Text under study

+++

After 27 years at IBM, where he had risen to be general manager of the industry giant's Americas division, John Thompson took a bold step. As the 1990s closed, he left to join a company less than 1% the size of IBM and, at that time, a specialist in the niche world of security software: Symantec.
"Here was an opportunity to take on the responsibility of turning a very good company into a great company, essentially by rethinking business strategies to meet the new and ever-changing demands of a connected world," he said at the time.
Shortly afterwards, as the ‘Code Red' and ‘I love you' email viruses ravaged corporate networks, Thompson began to transform the consumer-oriented company into an enterprise security giant. In December 2000, Symantec bought Axent Technologies, a firewall and VPN supplier, a move which for several years Thompson would consider the most significant of his career.
However, the catastrophic spread of the Slammer worm in early 2003 proved a "game-changing event" for Symantec and the network world in general.

+++

Continue the text about John Thompson's move from IBM to Symantec, starting after its last sentence.

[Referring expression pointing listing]
+++

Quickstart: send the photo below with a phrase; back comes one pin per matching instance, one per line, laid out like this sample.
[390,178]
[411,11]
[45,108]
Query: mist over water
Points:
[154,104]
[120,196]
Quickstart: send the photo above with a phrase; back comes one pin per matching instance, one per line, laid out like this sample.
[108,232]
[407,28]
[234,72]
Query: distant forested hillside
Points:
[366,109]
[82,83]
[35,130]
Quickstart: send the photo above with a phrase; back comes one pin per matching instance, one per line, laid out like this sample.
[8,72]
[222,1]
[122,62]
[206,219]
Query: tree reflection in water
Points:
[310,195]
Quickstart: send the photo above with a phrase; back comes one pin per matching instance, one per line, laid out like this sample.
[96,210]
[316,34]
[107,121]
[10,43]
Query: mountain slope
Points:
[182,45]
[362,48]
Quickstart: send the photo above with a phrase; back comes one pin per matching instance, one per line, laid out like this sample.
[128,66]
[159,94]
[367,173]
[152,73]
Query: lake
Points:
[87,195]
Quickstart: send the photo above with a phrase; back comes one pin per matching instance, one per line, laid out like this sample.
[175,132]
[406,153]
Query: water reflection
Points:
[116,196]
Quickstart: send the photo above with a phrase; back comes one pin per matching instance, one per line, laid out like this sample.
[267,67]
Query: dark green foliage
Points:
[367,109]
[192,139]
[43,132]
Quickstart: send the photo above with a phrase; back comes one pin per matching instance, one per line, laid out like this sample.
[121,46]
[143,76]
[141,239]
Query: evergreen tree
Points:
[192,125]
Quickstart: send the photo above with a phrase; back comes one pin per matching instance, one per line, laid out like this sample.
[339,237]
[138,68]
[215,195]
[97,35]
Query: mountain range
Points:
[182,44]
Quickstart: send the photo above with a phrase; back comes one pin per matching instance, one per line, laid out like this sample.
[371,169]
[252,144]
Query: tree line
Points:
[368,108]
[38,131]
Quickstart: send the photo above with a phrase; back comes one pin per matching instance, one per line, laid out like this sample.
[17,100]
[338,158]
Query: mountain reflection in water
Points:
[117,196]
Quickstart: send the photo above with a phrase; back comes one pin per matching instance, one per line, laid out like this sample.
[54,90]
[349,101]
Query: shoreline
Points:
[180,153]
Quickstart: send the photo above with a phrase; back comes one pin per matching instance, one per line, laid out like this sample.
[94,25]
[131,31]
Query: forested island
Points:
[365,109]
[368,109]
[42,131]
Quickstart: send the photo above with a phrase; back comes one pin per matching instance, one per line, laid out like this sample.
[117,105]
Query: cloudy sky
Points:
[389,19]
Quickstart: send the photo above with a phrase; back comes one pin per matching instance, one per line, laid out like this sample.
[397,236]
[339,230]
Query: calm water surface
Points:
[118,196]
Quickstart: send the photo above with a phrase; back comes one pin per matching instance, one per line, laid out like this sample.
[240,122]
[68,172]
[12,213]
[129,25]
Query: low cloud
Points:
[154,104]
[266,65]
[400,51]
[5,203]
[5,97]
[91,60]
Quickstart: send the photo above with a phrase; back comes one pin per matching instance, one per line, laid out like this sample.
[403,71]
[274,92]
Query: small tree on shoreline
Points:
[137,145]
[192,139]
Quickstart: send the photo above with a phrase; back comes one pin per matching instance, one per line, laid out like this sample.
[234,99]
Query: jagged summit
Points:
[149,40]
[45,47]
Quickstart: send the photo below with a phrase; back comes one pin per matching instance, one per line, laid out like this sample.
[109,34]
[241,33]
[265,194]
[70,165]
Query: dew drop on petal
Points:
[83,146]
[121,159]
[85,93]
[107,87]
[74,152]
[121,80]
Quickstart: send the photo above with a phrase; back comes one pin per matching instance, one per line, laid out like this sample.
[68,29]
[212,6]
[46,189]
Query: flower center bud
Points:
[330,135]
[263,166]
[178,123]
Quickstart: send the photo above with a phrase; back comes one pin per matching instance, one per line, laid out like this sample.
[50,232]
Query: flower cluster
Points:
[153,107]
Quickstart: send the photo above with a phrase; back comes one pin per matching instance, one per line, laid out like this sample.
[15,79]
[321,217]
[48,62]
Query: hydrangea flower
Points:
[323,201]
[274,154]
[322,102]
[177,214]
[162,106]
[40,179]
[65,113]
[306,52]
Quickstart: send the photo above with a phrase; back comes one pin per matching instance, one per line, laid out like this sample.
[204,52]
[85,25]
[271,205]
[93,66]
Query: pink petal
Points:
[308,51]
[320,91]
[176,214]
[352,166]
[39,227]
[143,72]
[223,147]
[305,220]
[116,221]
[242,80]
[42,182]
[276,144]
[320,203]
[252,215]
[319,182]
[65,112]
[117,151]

+++

Exercise result
Thompson sat his team down and identified five enterprise trends which continue to guide his strategy to this day: the need for customers to reduce the complexity of their infrastructure and do business with fewer, bigger vendors; a skills shortage in planning and deploying security; Linux's growing acceptance in the data centre and its potential spread onto the desktop; securing and managing mobile devices of increasing sophistication; and industry consolidation.
Noting that much of Slammer's damage could have been limited by simple process or management changes, Thompson concluded that Symantec was no longer simply in the security business: "We were in the business of helping customers keep their information up and available no matter what." In other words, businesses would no longer choose to tie best-of-breed security applications together: they needed a complete suite.
This prompted two acquisitions unrelated to security – systems management company ON Technologies and back-up and recovery provider PowerQuest.
Taking notes from his old boss Lou Gerstner's turnaround of IBM in the 1990s, when plans to break up the company were supplanted by a strategy that emphasised the importance of scale, Thompson set about growing Symantec the fast way, through acquisition.
The spending spree accelerated in 2004 to encompass anti-spam and consulting services before culminating in December with the purchase of storage software giant Veritas for $13.5 billion. This took Symantec's management toolset into ‘availability management', says Thompson. "Information that is secure but not available is useless for decision making. Information that is available but not secure probably underpins bad decisions." Only together could Veritas and Symantec provide both, he argues.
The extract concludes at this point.